> Extrait fourni:
★ ★ ★ ★ ★

MOTS-CLÉS : chirurgie.. metastase tumeur. tumeur foie
Interventional radiology in the treatment of liver metastases from colorectal cancer (preoperative portal vein embolization — percutaneous radiofrequency ablation)
KEY-WORDS : laser surgery.. liver neoplasms. neoplasms metastasis

T. de Baere

Résumé

L’embolisation sélective des branches portales d’une partie du foie induit une hypertrophie des segments hépatiques dont les branches portes sont laissées perméables. Cette technique permet de proposer des résections hépatiques à des patients dont le volume du futur foie restant (FFR) était initialement insuffisant, et ceci en hypertrophiant préalablement ce FFR. Il s’agit de patients dont le FFR est inférieur à 25 % du volume total, ou inférieur à 40 % en cas d’hépatopathie sous jacente. Le geste rend possible une hypertrophie de 81 fi 47 % du FFR après un délai d’environ 1 mois. Les suites opératoires, et la survie des malades opérés après chirurgie volumétriquement préparée par embolisation portale ne sont pas significativement différentes de celles des malades chez qui fut réalisée une résection hépatique classique. La radiofréquence est une technique récente de destruction physique des tumeurs hépatiques. Une aiguille électrode est mise en place dans la tumeur sous guidage de l’imagerie, après abord percutané ou per-opératoire, afin d’y émettre un courant alternatif de 400 à 500 KHz, à même d’échauffer localement les tissus proches de l’électrode par friction ionique et d’obtenir une thermocoagulation locale. La diffusion rapide de cette technique relativement nouvelle est due à la conjonction d’une efficacité locale qui semble élevée (destruction d’environ 90 % des tumeurs hépatiques primitives ou secondaires de petite taille) et d’une invasivité faible. Bien que la destruction des tumeurs hépatiques par radiofréquence suscite de grands espoirs, l’absence de bénéfice démontré pour cette technique en terme de survie, fait qu’elle doit être aujourd’hui réservée à des patients dont les tumeurs ne sont pas resécables.

Summary

Selective embolization of portal branches of some liver segments will induce hypertrophy of non embolized segments of the liver. This induced hypertrophy allows to perform hepatectomy in patients with initially insufficient volume of future remnant liver (FRL). This technique aims at patient with initial FRL volume below 25 % of total liver volume, and to patient with initial FRL volume below 40 % of total liver volume when a diffuse liver disease is present. The mean hypertrophy obtained 1 month after pre-operative portal vein embolization (POPE) was 82 fi 56 % in our experience. Post operating complications and long term survival for patient operating after POPE is not different from patient operated with a classical hepatectomy. Radiofrequency is able to destroy hepatic tumors after insertion of a needle electrode inside the tumor under imaging guidance. Thermocoagulation of the targeted tissue is obtained after emission of a 400 to 500KHz alternative able to induce frictional heating in the neighboring of the electrode. Spreading of this technique is at least partially explained by a relative high local efficacy (90 % of small tumor targeted can be destroyed) and a low invasiveness. However, today no benefit in survival has been demonstrated for patients treated with radiofrequency ablation of liver tumors. Consequently, this technique should not be proposed to tumors that can be surgically resected.

★ ★ ★ ★ ★

> Liste fournie:
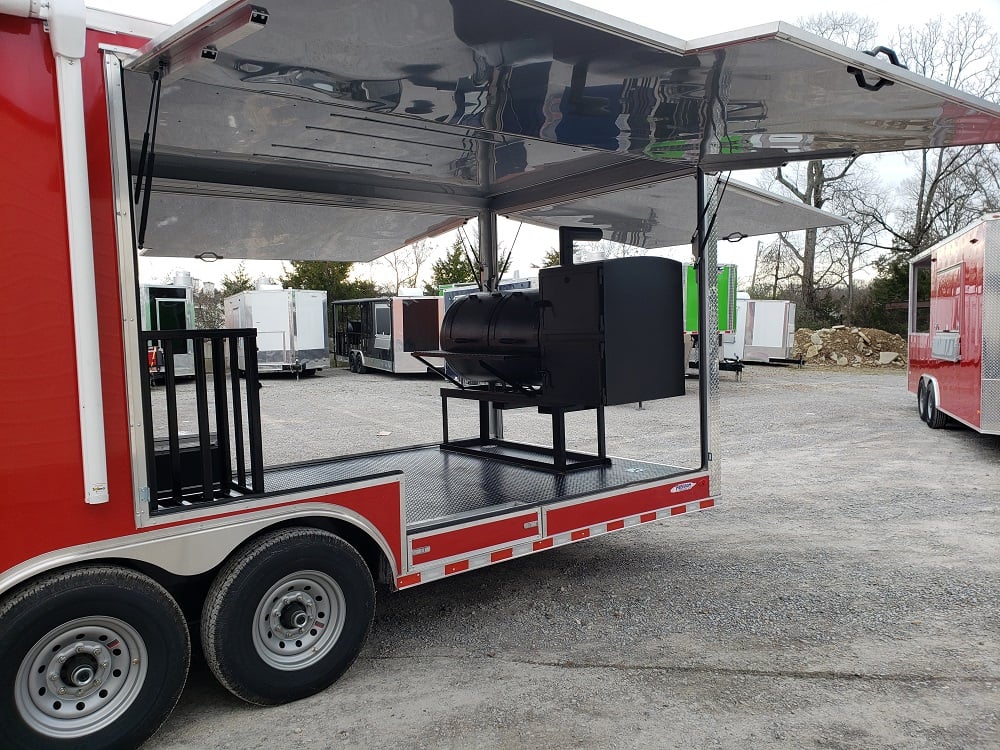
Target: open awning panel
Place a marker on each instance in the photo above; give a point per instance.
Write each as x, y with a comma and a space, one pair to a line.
443, 108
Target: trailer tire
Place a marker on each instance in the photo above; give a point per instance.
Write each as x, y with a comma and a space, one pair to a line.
922, 399
287, 615
935, 418
91, 657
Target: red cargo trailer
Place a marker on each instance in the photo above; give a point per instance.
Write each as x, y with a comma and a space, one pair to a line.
954, 328
342, 131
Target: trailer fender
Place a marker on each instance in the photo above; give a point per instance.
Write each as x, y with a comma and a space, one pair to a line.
198, 548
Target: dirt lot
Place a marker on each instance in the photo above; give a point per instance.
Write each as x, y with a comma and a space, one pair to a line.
844, 594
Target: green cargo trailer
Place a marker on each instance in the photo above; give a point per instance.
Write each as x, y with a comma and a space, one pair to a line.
727, 299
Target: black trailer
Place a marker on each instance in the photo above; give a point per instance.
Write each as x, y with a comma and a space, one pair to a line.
381, 332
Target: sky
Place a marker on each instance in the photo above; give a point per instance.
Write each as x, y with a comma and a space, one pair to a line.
686, 21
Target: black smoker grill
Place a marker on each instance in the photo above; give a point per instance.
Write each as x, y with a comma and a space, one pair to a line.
592, 335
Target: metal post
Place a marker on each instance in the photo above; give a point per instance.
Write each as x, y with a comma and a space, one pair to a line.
173, 437
221, 414
204, 433
241, 478
490, 258
708, 326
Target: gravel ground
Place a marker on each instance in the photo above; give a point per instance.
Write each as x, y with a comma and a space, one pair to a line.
844, 594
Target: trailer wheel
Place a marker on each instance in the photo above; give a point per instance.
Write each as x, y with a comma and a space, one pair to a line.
89, 658
935, 418
922, 399
287, 616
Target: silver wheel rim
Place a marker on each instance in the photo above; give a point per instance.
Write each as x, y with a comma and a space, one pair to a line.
80, 677
299, 620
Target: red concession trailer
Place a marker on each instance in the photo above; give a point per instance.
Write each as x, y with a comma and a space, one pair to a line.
954, 329
342, 131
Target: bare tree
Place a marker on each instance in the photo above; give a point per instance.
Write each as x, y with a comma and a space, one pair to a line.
774, 268
817, 182
814, 184
847, 29
949, 187
404, 265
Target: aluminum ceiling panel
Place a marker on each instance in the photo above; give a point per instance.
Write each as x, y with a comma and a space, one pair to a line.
665, 214
184, 226
441, 108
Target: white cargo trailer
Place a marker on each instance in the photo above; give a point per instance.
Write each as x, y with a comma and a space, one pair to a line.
169, 307
291, 328
765, 330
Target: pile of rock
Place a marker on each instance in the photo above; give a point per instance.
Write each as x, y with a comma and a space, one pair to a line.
847, 346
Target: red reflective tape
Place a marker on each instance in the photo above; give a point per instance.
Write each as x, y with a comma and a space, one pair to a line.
411, 580
456, 567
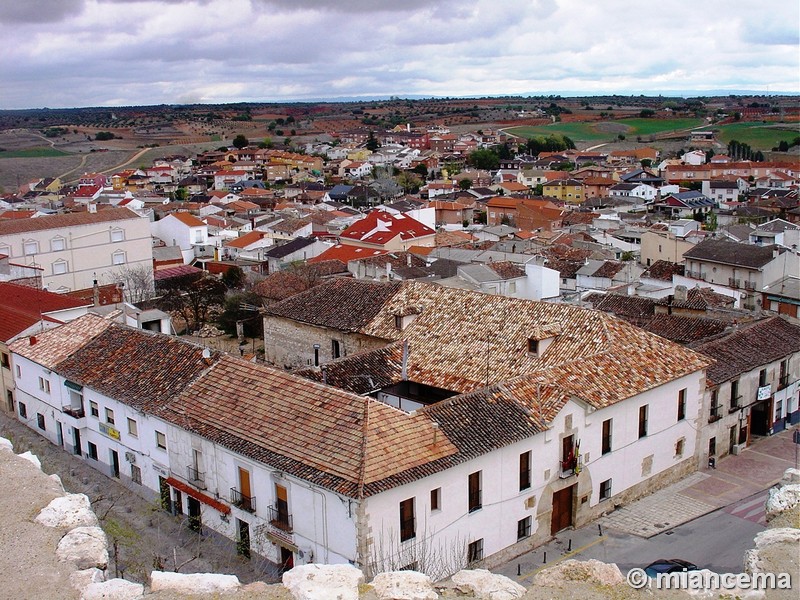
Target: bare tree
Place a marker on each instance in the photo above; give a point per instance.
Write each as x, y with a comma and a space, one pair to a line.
438, 560
137, 282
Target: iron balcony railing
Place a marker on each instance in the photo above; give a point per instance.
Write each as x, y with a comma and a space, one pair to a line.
280, 518
247, 503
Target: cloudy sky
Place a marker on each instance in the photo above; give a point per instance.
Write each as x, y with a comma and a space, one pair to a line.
64, 53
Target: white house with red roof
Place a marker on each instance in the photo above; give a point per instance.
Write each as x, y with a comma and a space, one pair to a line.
183, 230
225, 180
385, 231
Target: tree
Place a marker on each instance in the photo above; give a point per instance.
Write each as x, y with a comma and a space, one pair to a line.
137, 283
239, 308
240, 141
372, 143
234, 278
485, 159
192, 301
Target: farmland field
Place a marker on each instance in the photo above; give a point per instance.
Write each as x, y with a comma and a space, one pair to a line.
758, 135
42, 152
600, 131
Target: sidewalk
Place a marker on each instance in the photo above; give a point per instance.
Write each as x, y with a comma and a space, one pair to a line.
736, 477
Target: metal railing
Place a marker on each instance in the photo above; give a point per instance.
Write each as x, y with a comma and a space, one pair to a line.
280, 518
247, 503
195, 476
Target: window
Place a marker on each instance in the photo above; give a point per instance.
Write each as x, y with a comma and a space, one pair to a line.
474, 499
475, 551
607, 429
734, 395
30, 247
523, 528
605, 489
407, 526
524, 470
60, 267
642, 421
436, 499
679, 446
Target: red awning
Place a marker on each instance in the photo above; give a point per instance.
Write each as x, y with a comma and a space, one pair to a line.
215, 504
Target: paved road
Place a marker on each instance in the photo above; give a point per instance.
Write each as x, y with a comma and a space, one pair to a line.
716, 541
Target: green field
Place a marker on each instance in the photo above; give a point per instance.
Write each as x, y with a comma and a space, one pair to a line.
43, 152
600, 131
759, 136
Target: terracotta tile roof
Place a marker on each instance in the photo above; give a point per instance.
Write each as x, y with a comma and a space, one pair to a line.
750, 347
284, 284
327, 436
344, 304
138, 367
66, 220
731, 253
684, 330
187, 219
595, 357
251, 237
380, 227
663, 270
634, 309
506, 269
53, 346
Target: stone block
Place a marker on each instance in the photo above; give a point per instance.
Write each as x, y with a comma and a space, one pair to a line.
487, 586
84, 546
312, 582
193, 583
404, 585
589, 571
113, 589
72, 510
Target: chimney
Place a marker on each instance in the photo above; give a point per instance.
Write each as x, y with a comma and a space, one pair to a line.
404, 371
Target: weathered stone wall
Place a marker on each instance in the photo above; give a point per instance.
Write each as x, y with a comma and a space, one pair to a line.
53, 549
290, 344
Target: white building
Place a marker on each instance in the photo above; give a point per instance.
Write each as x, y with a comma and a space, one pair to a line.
447, 444
72, 250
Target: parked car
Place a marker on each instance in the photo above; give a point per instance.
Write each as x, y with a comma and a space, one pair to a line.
669, 565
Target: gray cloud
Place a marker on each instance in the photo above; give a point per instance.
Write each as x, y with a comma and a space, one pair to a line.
39, 11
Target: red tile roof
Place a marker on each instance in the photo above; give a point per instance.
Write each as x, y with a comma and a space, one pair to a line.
380, 227
344, 253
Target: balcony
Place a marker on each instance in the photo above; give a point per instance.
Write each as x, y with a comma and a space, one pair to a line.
280, 518
568, 467
195, 477
244, 502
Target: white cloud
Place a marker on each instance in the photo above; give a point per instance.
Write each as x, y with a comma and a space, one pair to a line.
91, 52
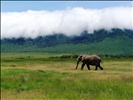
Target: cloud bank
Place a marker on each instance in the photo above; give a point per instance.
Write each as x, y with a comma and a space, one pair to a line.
71, 21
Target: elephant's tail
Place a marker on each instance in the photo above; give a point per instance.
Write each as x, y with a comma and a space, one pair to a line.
101, 61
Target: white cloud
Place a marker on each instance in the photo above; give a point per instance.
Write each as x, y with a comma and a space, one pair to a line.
71, 21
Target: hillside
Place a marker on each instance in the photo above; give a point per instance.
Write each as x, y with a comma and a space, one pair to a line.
103, 42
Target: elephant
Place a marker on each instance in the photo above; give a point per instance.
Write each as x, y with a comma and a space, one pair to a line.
88, 60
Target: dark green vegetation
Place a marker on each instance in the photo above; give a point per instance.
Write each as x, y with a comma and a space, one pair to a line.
102, 42
53, 76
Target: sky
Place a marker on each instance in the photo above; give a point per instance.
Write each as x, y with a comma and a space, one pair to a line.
19, 6
41, 18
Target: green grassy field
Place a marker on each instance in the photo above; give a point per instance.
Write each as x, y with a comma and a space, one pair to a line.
47, 76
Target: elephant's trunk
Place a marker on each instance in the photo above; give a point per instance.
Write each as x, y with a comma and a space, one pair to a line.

★ ★ ★ ★ ★

> Travail demandé:
A. Selon l'extrait sur la radiologie interventionnelle des métastases hépatiques, à quels patients la radiofréquence doit-elle être aujourd'hui réservée ?
B. Poursuivez l'extrait sur la radiologie interventionnelle des métastases hépatiques au-delà de sa dernière phrase.

> Résultats par tâche:
A. Aux patients dont les tumeurs ne sont pas résécables.

B.
Apport de la radiologie interventionnelle dans le traitement des métastases hépatiques des cancers colorectaux (Embolisation portale pré-opératoire Radiofréquence percutanée)

Interventional radiology in the treatment of liver métastases from colorectal cancer (pre-operative portal vein embolization percutaneous radiofrequency ablation)

Thierry de BAERE *

EMBOLISATION PORTALE PRÉ-OPÉRATOIRE

Introduction

Moins de 20 % des patients porteurs de tumeurs hépatiques isolées sont opérables.

Une des contre-indications les plus fréquentes à une résection hépatique carcinologiquement satisfaisante est l’impossibilité de laisser en place suffisamment de tissu hépatique pour assurer la fonction hépatique postopératoire. Il est communément admis qu’un volume de foie restant inférieur à 25 % est une contre-indication à la chirurgie d’éxérèse chez l’adulte sain.

En redistribuant le flux veineux portal des segments devant être réséqués vers les segments qui seront laissés en place, l’embolisation portale pré-opératoire (EPPO) a pour but d’hypertrophier un futur foie restant (FFR) initialement insuffisant, et ceci afin de rendre opérables des patients dont la seule contre-indication à une chirurgie de résection hépatique est l’insuffisance volumique du FFR.

Mécanisme de l’hypertrophie et choix du matériel d’embolisation

La capacité du foie à régénérer est connue de longue date. Dans la mythologie grecque, Prométhée déroba le feu des Dieux et le transmit aux hommes. Pour le punir, Zeus l’enchaîna sur le mont Caucase, où tous les jours, un aigle venait lui
ronger le foie, lequel repoussait sans cesse, et Prométhée resta ainsi en vie jusqu’à ce qu’Héraclès vienne le délivrer.

Il existe peu d’études concernant le mécanisme de la régénération hépatocytaire après embolisation veineuse portale [1, 2]. Cependant, on peut penser que ce mécanisme est proche de celui rencontré après une hépatectomie partielle ou après une nécrose hépatocytaire aigüe.

Les hépatocytes sont capables de sortir de la phase quiescente lors de modifications locale : disjonction cellulaire, perte des interactions intercellulaires ou cellulo-matricielles en cas de nécrose. Une fois entrés dans le cycle cellulaire, les hépatocytes deviennent réceptifs à des facteurs de contrôle de leur multiplication dont le plus important est l’ hepatic growth factor (HGF) [3]. Lors d’une embolisation portale, l’obstruction des vaisseaux portaux de petit et moyen diamètres responsables de lésions de nécrose hépatocytaire, initie localement la multiplication des hépatocytes. Mais la suppression de l’apport sanguin portal (riche en insuline, glucagon, facteurs de croissance…) rend les conditions locales peu favorables à cette multiplication. Il se produit une co-régulation pour le maintien de la masse hépatique initiale par multiplication hépatocytaire qui va se produire essentiellement dans le foie non embolisé, abondamment irrigué par le sang veineux portal, dont il est établi de longue date qu’il favorise la régénération des cellules hépatiques [4].

Le cyanoacrylate induit une hypertrophie du foie non embolisé supérieure à celle obtenue lors de l’utilisation du spongel ou des spire thrombogènes [5]. Cette supériorité est probablement expliquée à la fois par l’histoagressivité de ce produit (seul des trois emboles testés capable d’induire une importante réaction inflammatoire péri-portale et péribilaire, ainsi que des zones de nécrose hépatique), que par le caractère très durable de l’embolisation qu’il induit, notamment en comparaison avec la gélatine hémostatique [6-8].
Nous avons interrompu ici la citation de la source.